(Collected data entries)
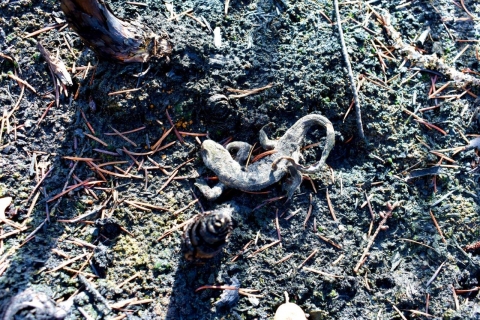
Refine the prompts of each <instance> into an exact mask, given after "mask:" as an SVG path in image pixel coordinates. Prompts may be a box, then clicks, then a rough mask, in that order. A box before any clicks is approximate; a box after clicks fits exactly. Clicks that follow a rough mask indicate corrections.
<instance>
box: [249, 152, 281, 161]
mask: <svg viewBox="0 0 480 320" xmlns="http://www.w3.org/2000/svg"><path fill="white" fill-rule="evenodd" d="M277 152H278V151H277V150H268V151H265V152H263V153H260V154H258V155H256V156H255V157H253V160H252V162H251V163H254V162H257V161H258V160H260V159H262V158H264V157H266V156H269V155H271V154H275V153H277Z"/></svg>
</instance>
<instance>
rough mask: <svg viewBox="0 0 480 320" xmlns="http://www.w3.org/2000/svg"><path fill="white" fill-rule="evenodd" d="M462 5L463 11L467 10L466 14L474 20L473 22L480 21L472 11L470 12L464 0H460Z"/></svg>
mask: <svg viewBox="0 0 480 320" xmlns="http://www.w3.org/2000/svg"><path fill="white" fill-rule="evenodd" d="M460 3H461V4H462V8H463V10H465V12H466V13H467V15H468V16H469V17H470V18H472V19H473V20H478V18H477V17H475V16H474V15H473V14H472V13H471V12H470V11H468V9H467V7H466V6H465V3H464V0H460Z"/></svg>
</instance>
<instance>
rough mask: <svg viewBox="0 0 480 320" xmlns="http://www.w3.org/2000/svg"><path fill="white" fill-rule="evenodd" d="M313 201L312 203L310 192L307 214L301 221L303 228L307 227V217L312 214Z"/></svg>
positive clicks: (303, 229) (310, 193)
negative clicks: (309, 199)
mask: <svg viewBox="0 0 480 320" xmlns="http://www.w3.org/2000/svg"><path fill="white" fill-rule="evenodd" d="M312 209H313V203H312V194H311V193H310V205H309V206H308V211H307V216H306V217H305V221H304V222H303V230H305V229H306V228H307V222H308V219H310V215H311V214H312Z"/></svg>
--
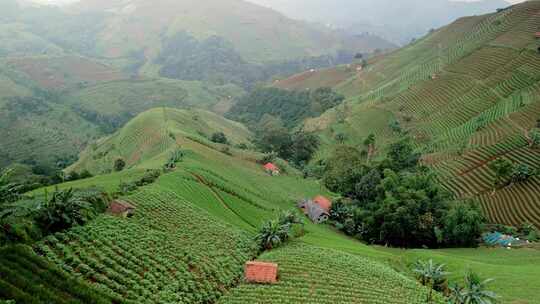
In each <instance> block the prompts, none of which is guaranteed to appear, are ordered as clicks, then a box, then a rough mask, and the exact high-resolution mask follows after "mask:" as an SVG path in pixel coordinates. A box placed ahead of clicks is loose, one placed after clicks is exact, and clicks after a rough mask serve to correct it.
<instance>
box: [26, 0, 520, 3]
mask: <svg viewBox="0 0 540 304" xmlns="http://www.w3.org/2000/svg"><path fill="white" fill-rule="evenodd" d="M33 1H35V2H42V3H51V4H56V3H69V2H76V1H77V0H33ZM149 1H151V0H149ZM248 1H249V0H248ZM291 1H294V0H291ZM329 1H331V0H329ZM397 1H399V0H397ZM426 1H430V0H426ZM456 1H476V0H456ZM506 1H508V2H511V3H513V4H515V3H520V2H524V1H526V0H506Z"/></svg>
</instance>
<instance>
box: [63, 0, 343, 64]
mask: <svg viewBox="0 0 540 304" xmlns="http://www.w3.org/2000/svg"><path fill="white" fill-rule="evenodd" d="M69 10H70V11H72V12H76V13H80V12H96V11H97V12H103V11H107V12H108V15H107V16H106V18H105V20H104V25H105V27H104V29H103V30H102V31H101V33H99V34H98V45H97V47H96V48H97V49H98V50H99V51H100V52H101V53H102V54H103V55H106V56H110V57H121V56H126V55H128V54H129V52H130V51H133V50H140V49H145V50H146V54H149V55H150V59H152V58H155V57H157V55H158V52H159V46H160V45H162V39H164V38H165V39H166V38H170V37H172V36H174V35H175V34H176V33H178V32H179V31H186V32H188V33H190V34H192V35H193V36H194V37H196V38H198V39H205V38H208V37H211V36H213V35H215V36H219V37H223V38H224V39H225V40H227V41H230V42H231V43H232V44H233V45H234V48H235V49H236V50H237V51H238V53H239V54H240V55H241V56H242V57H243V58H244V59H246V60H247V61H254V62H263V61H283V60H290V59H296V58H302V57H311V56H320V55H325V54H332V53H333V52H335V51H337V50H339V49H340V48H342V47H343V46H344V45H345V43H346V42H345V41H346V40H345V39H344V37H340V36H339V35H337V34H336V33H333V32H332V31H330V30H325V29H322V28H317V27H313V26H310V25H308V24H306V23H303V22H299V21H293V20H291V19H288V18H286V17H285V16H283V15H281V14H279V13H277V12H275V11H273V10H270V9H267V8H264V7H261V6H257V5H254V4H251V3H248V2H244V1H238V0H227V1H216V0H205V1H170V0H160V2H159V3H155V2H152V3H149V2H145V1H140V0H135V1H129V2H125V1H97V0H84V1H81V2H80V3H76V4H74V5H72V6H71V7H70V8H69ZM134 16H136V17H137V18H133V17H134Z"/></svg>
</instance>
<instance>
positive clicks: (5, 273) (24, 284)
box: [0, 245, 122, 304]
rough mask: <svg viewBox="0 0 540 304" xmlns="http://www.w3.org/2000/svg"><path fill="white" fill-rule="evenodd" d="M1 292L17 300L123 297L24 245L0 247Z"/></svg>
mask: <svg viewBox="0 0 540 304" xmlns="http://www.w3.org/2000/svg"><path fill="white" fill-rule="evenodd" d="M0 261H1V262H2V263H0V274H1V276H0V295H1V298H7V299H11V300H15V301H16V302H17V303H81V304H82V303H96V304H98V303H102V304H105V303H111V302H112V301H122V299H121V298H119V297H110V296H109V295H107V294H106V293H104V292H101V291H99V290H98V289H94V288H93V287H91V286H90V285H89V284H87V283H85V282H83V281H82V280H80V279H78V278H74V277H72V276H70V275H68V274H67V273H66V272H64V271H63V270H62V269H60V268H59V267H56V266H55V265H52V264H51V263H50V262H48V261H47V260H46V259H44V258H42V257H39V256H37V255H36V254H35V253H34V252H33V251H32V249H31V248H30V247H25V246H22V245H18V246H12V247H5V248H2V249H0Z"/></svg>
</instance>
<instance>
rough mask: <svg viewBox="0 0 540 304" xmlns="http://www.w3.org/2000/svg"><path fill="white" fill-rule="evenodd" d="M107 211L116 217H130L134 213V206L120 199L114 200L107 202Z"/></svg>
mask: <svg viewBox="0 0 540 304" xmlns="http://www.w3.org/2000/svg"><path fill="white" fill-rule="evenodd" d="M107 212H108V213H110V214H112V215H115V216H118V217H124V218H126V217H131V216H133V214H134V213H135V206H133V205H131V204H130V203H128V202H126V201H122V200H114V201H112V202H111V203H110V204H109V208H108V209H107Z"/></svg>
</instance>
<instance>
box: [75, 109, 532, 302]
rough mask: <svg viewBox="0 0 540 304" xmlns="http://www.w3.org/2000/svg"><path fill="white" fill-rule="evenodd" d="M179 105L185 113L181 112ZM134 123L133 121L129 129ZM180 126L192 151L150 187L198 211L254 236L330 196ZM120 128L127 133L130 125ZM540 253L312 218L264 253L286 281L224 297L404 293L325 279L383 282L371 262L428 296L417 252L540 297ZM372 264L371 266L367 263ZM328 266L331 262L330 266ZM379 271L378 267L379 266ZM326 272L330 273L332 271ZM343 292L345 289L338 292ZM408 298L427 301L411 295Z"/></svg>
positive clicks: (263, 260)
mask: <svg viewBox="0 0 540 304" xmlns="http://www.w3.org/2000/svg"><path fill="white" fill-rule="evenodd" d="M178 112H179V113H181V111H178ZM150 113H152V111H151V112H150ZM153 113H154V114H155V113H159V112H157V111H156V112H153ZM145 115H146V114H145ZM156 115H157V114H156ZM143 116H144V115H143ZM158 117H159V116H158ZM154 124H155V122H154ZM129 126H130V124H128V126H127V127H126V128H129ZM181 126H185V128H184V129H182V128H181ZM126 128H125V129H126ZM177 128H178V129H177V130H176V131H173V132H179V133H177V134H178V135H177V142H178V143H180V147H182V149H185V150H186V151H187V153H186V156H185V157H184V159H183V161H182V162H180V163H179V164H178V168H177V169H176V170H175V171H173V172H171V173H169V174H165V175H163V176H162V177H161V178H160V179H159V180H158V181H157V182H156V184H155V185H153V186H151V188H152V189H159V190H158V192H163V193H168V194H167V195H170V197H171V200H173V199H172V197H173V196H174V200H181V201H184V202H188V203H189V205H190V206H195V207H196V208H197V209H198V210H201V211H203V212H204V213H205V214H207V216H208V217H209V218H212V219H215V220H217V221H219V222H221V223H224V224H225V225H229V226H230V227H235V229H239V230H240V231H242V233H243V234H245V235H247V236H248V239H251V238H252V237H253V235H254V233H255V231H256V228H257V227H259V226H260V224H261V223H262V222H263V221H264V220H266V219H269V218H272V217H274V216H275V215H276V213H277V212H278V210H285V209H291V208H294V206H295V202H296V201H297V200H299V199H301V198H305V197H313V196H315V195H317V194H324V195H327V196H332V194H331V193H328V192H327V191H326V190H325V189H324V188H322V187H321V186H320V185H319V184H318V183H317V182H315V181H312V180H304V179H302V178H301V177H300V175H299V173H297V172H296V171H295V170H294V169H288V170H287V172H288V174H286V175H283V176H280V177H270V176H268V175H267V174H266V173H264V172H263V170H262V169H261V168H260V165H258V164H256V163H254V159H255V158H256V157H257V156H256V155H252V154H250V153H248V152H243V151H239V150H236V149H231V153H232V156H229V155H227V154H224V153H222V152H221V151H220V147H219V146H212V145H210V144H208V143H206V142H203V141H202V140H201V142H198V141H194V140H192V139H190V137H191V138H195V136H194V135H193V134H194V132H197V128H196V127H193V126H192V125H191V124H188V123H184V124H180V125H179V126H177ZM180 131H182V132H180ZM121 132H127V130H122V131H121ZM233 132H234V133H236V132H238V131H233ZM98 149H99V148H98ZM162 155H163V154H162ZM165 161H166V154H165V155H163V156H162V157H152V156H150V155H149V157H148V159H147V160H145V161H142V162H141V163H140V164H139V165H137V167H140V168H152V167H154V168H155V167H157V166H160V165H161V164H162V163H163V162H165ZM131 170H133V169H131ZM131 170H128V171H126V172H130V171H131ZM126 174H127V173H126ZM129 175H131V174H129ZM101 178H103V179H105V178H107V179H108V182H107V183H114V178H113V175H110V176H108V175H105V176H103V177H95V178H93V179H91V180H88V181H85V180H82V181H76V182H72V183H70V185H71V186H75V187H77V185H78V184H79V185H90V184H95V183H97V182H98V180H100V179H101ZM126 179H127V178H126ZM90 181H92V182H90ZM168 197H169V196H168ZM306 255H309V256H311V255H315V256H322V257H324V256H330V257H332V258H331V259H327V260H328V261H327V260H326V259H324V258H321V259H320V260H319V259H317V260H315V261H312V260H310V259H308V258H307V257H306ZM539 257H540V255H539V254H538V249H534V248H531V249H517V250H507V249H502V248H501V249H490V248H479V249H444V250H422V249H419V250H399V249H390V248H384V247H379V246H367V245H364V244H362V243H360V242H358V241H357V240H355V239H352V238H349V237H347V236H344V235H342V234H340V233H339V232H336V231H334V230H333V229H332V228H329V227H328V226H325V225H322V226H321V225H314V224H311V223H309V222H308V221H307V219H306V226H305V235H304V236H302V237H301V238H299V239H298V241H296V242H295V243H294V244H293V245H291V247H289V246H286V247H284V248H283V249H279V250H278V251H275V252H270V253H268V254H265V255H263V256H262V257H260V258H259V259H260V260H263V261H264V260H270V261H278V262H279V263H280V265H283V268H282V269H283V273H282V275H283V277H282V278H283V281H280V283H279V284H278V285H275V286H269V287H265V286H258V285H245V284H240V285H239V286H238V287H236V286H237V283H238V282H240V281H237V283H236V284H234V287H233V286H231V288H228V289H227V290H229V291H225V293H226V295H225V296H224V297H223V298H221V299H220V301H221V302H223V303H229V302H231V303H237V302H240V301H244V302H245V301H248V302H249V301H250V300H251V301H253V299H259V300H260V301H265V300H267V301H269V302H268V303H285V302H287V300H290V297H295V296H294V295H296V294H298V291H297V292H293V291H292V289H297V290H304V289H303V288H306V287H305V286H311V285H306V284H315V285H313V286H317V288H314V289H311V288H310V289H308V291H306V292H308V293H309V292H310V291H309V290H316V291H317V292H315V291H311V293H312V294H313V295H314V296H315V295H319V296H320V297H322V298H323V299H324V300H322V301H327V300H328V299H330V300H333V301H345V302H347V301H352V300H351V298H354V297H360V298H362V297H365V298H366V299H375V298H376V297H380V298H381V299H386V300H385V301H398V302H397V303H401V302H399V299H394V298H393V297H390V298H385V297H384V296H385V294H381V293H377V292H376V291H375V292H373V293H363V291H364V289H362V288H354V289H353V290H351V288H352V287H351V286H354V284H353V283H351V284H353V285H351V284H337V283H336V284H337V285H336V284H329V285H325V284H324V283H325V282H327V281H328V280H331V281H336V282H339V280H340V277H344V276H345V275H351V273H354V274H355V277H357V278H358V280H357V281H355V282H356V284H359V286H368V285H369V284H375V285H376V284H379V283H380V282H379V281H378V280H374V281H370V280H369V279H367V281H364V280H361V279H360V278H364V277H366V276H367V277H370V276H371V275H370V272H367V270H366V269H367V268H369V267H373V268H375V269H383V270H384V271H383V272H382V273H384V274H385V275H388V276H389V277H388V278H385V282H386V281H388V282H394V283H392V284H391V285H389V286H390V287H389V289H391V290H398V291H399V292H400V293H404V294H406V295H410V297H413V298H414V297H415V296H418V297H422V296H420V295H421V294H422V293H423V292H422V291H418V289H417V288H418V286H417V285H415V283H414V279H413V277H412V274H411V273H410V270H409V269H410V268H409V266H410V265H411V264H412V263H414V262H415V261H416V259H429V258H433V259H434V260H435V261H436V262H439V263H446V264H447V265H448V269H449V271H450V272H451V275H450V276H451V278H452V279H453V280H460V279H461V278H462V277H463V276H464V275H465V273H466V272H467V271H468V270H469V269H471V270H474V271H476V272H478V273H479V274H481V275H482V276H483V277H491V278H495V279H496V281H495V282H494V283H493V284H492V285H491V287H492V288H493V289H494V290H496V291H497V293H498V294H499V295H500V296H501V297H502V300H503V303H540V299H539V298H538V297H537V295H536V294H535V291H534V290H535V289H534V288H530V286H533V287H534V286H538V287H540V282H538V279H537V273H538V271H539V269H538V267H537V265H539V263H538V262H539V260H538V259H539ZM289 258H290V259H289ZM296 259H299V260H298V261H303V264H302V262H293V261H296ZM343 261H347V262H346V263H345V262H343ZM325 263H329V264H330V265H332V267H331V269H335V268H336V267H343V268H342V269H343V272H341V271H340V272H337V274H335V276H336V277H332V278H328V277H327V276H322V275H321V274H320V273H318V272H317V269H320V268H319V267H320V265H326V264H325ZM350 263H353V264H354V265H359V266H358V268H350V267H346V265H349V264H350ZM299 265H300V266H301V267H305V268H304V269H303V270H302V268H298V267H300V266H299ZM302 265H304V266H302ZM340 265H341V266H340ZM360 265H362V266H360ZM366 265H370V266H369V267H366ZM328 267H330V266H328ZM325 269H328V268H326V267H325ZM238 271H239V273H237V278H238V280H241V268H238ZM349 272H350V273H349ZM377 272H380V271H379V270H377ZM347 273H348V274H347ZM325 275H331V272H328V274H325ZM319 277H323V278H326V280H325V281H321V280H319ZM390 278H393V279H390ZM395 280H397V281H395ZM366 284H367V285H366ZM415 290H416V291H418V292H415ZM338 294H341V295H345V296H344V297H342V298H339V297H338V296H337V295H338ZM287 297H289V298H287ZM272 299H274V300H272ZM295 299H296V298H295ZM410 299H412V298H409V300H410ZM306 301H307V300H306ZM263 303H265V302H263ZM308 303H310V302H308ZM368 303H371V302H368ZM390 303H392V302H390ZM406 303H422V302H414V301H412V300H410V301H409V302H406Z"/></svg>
* * *
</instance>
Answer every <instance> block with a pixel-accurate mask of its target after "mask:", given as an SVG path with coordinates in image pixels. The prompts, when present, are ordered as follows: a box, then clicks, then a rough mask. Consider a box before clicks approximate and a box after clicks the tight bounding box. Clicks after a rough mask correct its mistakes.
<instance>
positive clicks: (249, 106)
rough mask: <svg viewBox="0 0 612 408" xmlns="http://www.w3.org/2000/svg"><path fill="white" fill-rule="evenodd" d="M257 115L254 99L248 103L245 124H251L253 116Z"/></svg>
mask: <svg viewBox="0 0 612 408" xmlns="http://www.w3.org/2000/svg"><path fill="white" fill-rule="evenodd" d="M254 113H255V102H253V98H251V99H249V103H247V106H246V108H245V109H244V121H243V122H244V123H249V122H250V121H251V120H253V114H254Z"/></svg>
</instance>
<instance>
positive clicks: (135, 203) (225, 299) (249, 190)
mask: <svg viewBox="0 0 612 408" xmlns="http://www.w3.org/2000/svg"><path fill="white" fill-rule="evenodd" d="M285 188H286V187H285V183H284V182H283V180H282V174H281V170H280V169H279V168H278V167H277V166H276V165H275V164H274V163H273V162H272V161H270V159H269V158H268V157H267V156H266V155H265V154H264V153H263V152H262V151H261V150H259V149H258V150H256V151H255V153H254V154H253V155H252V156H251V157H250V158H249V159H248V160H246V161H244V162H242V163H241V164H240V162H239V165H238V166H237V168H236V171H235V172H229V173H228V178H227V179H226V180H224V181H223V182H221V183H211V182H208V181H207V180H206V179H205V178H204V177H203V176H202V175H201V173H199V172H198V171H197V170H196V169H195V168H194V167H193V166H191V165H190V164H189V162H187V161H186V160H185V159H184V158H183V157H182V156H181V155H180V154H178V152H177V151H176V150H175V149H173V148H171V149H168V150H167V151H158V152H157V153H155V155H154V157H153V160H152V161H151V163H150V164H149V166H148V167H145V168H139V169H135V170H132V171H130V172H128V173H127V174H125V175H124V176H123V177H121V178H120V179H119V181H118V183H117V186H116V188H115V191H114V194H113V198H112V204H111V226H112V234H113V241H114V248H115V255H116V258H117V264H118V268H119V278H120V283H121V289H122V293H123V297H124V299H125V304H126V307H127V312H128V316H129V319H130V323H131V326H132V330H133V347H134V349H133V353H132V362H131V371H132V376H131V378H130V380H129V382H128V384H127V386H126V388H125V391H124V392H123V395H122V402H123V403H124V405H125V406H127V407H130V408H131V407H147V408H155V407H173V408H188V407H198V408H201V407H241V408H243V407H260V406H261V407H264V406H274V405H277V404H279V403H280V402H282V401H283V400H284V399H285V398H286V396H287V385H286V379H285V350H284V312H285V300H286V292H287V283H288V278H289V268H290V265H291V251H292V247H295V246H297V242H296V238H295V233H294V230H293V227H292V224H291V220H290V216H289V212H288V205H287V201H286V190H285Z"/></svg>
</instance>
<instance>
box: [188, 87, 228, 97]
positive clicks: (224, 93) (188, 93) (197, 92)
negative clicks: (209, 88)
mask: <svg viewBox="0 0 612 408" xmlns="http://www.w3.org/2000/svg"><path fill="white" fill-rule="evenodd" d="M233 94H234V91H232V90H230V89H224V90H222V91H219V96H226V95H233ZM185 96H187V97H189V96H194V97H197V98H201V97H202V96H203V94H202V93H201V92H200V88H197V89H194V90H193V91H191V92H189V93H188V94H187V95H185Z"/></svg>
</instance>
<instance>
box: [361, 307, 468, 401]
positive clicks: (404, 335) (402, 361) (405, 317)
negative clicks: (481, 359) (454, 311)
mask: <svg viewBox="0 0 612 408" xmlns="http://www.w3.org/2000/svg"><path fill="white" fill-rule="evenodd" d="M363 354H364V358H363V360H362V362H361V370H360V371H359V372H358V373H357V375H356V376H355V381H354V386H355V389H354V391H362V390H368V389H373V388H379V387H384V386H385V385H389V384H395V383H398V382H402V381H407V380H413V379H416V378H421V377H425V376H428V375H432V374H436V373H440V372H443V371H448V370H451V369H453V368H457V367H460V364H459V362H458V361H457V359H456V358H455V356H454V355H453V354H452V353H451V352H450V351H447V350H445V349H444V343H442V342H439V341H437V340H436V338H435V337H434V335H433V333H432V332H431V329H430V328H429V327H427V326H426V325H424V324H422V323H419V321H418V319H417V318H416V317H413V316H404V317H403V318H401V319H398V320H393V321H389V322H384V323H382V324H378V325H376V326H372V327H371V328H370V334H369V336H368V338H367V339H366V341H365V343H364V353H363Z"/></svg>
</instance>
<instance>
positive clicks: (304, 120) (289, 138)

WORK INSTRUCTIONS: Print the lines above exactly, starting with the line containing "In each <instance>" and ending with the line containing "1H151V0H149ZM248 1H249V0H248ZM291 1H294V0H291ZM329", both included.

THE ANSWER:
In each <instance> block the prompts, none of which is guaranteed to appear, are ordered as clicks, then a box, then a rough mask, and the exact high-resolution mask follows after "mask:" as an SVG path in pixel coordinates. A box placed ahead of clicks is loose, one placed after clicks is exact, and clicks after a rough mask serve to correct it.
<instance>
box: [26, 0, 520, 3]
mask: <svg viewBox="0 0 540 304" xmlns="http://www.w3.org/2000/svg"><path fill="white" fill-rule="evenodd" d="M33 1H35V2H42V3H51V4H56V3H69V2H76V1H77V0H33ZM149 1H151V0H149ZM248 1H249V0H248ZM291 1H294V0H291ZM329 1H331V0H329ZM397 1H399V0H397ZM426 1H430V0H426ZM456 1H476V0H456ZM506 1H508V2H511V3H513V4H515V3H520V2H524V1H526V0H506Z"/></svg>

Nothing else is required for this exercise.